▸ STORED DATA
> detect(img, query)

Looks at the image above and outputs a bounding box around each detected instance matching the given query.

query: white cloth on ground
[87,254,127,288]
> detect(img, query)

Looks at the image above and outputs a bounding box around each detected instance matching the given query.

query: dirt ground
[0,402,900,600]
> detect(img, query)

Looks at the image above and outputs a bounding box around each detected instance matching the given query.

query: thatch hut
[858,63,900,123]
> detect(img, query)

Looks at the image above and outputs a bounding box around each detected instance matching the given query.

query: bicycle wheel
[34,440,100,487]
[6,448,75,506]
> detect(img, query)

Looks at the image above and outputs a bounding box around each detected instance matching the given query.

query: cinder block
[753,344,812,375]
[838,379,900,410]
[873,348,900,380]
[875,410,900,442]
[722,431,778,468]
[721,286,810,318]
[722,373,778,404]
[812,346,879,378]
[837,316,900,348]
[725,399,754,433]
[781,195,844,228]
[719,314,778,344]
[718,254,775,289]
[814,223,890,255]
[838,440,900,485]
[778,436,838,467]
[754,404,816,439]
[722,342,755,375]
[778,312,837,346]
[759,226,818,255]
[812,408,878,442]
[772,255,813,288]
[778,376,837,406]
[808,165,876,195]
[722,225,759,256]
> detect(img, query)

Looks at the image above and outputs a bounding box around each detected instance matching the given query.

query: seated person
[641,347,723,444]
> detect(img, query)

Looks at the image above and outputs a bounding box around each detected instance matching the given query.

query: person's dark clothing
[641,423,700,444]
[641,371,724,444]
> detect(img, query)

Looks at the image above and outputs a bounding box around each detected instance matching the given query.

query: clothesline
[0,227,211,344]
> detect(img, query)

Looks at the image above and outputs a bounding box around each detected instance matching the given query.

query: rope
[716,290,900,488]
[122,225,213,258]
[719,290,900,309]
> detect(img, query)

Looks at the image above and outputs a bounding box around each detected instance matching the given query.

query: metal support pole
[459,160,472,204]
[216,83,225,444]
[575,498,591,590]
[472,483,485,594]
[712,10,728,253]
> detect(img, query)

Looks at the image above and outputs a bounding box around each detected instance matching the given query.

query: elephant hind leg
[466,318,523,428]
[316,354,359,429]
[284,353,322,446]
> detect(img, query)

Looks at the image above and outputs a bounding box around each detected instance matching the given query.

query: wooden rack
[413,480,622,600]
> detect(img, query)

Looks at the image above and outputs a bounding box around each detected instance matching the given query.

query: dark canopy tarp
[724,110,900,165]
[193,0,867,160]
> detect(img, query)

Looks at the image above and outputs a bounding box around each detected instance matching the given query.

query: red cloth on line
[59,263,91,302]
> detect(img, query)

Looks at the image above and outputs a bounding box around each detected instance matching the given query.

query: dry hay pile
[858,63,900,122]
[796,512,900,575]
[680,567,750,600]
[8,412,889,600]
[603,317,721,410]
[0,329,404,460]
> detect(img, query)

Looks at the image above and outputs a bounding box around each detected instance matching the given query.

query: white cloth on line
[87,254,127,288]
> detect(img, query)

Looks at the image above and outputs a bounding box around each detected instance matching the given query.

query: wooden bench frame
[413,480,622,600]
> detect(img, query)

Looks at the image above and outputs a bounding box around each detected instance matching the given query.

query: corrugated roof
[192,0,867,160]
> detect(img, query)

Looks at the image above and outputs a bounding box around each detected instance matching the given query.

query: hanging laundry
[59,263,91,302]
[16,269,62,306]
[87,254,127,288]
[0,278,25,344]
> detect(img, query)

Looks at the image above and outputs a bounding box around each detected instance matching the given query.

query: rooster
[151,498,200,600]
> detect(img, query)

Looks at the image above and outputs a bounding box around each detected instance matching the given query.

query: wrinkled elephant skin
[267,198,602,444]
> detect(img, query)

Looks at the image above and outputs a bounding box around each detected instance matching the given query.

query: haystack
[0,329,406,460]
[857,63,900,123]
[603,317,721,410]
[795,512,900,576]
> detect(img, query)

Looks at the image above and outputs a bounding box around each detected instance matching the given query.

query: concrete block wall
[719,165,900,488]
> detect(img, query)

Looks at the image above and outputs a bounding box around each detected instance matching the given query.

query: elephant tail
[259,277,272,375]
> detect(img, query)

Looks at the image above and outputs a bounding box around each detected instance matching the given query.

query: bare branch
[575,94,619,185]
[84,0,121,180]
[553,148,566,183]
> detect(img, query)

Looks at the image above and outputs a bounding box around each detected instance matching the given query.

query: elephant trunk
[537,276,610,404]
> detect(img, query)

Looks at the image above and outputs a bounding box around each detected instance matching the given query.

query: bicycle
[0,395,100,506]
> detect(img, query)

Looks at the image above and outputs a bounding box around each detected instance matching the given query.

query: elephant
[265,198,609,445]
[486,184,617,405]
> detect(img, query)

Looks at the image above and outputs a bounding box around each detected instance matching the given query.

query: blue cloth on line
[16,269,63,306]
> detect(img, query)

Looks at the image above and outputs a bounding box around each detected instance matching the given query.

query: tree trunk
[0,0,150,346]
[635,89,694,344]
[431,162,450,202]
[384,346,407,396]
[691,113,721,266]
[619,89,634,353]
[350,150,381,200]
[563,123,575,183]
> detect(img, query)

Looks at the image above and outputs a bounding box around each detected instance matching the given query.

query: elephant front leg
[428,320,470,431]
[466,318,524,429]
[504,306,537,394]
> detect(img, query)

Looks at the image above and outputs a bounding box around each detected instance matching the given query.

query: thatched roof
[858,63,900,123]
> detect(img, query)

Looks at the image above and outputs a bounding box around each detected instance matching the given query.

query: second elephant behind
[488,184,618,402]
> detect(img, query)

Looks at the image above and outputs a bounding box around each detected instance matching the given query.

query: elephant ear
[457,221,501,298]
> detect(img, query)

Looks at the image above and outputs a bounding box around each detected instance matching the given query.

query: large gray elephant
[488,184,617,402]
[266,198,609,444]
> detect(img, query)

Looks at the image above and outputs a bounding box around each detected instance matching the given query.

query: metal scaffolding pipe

▸ REQUEST
All of the records must be repeated exactly.

▸ THE RESULT
> detect(img, query)

Looks at the image above and outputs a bounding box around each detected instance matching the given query.

query: white cloth on ground
[87,254,127,288]
> detect(img, query)

Looks at the image above and outputs a bounding box around each detected instance matching the given query.

query: dirt ground
[0,402,900,600]
> detect(img, query)

Looks at the image above and outputs a bounding box around each detected instance matching the given query.

query: thatch hut
[858,63,900,123]
> detect(img, query)

Looks at the image above and outputs a bounding box around each detected instance matching the given query.

query: bicycle wheel
[34,440,100,487]
[6,448,75,506]
> detect(img, query)

Looks at the image above and outputs a bounding box around each detected instance matching the given query.

query: cinder block
[753,344,812,375]
[838,379,900,410]
[873,348,900,380]
[875,410,900,442]
[722,431,778,468]
[721,286,810,318]
[722,373,778,404]
[812,346,879,378]
[837,316,900,348]
[725,399,754,433]
[781,195,844,228]
[719,314,778,344]
[718,254,775,289]
[814,223,890,255]
[838,440,900,485]
[778,436,838,467]
[754,404,816,439]
[722,342,755,375]
[778,312,837,346]
[759,226,818,255]
[812,408,878,442]
[772,255,813,288]
[778,376,837,406]
[808,165,876,195]
[722,225,759,256]
> detect(img, query)

Looks at the image above and outputs a bounding box around each detected instance matching the given query.

query: seated person
[641,347,723,444]
> detect(img, query)

Looks at the image above and outputs a bounding box around each detected instance matching the given query.

query: person's dark clothing
[641,423,700,444]
[641,371,724,444]
> detect(img, query)

Looks at the image above and outputs a bounding box around each detected instance matching the given query.

query: clothesline
[0,227,211,344]
> detect(img, query)

Looks at the image above and outputs a bounding box around each detected instance matching the given query.

query: rope
[716,290,900,488]
[122,225,213,258]
[719,290,900,309]
> detect(img, query)

Looks at the image above and outputs a bounding box around each detected instance matching the given query.

query: metal support pole
[459,160,472,204]
[216,83,225,444]
[575,498,591,590]
[472,483,485,594]
[712,10,728,253]
> detect(img, query)

Looks at the image above and outputs a bounding box around each detected instance matching the given query.

query: elephant hind leg
[466,318,523,428]
[316,354,359,429]
[284,353,322,446]
> detect(img, query)

Looks at the image above and outputs a bounding box around each detected instance matching the given query.

query: wooden rack
[413,480,622,600]
> detect(img, query)

Looks at the image above and outputs a bounding box around each detected instance matching the given query.

query: dark canopy tarp
[724,110,900,165]
[193,0,867,160]
> detect(img, query)

Looks at the image above and outputs a bounding box around each detected instance matching the given query.

query: red cloth on line
[59,263,91,302]
> detect(img, query)

Looks at the image above and outputs a bounding box around each detected instance matching the given query.

query: dry hay pile
[858,63,900,122]
[796,512,900,575]
[680,567,750,600]
[8,412,889,600]
[603,317,721,410]
[0,329,404,460]
> detect(img, query)

Looks at the image above and outputs a bounding box around each detected instance matching the given query.

query: white cloth on line
[87,254,127,288]
> detect(img, query)

Looks at the image above and outputs a bounding box around each detected instance matching the given query.

query: wooden bench frame
[413,480,622,600]
> detect(img, query)

Looks at the image above and outputs a bounding box around each detected instance matching the given query.

query: corrugated roof
[192,0,867,160]
> detect(img, query)

Looks at the image above and outputs a bounding box around each detected instance matching the given query.

query: hanging laundry
[59,263,91,302]
[16,269,62,306]
[87,254,127,288]
[0,278,25,344]
> detect(img, query)

Looks at the image above and outputs a bounding box around each detected instance matching the given query.

query: rooster
[151,498,200,600]
> detect(img, query)

Looks at the image above and outputs a bounding box around each detected instance matching the given query.

query: wrinkled elephant skin
[267,198,602,444]
> detect(img, query)

Looks at the image above and outputs a bounding box around each detected instance matching the given query.

query: haystack
[0,329,406,460]
[857,63,900,123]
[603,317,721,410]
[795,512,900,576]
> detect(img, query)

Looks at the image above and outputs a bounding box around each detected instance matching the given query.

query: concrete block wall
[719,165,900,488]
> detect(img, query)

Looks at the image above and outputs a bounding box around each detected instance matching the given query.

query: elephant tail
[259,277,272,375]
> detect(img, query)

Looks at the image above and outputs a bounding box around each detected instance matching the given query.

query: bare branch
[575,94,619,185]
[84,0,121,180]
[553,148,566,183]
> detect(img, query)

Looks at the image above and outputs a bounding box around each detected instance matching the given query.

query: elephant trunk
[537,276,610,404]
> detect(img, query)

Looks at the image above and outputs a bounding box around each detected instance matching the given query.

query: bicycle
[0,395,100,506]
> detect(img, query)

Looks at the image above and outputs a bounding box around each detected instance matching the given query.

query: elephant
[265,198,609,445]
[486,184,617,405]
> detect(img, query)

Looks at the image above and outputs a bounding box around each detected instance matching the given query.

query: blue cloth on line
[16,269,63,306]
> detect(img, query)

Looks at the image above and outputs a bounding box around each detected instance matching the given query.

query: tree trunk
[0,0,150,346]
[635,89,694,344]
[431,162,450,202]
[384,346,407,396]
[691,113,721,266]
[619,89,634,353]
[350,150,381,200]
[563,123,575,183]
> detect(img, query)

Looks at the image above and outputs a bounding box around each detected instance matching the given query.

query: elephant front leg
[428,320,470,431]
[466,318,524,429]
[504,306,537,394]
> detect(img, query)

Looks at the image above and outputs a bounding box around each detected instance matching the given query.

query: thatched roof
[858,63,900,123]
> detect(img, query)

Looks at the image above and outputs a bounding box around each detected instance matching the given query.

query: second elephant behind
[488,184,618,402]
> detect(img, query)

Looks at the image above and outputs a bounding box around each detected instance matching the given query.

query: elephant ear
[457,221,501,298]
> detect(img, query)

Looks at the image above and outputs a bounding box around each detected instance matching the given query.

query: large gray elephant
[488,184,617,402]
[266,198,609,444]
> detect(img, query)

Looks at the image above and outputs a bounding box around each detected instance matching the given query.

query: metal scaffolding pipe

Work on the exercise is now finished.